**Work instructions**. Locate every line in the material below that contains the string "shirt", matching case exactly, and copy each of those lines.

**Material provided**.
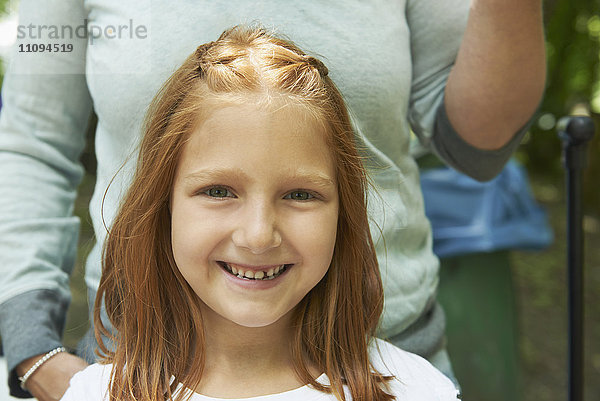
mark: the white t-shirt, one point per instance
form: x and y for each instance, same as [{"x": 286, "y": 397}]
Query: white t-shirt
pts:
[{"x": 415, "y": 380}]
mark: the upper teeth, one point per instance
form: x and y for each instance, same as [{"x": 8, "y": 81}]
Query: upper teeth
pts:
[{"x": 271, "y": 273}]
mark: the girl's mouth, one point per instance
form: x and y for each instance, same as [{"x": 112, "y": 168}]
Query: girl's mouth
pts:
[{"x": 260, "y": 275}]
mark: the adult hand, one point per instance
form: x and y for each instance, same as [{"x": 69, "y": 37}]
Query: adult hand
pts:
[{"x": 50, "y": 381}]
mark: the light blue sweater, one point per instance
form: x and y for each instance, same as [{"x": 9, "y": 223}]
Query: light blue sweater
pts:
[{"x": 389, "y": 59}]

...

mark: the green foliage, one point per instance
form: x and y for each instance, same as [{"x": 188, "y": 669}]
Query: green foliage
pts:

**Written solution**.
mark: the white t-shirt, one point per instance
Query: white t-shirt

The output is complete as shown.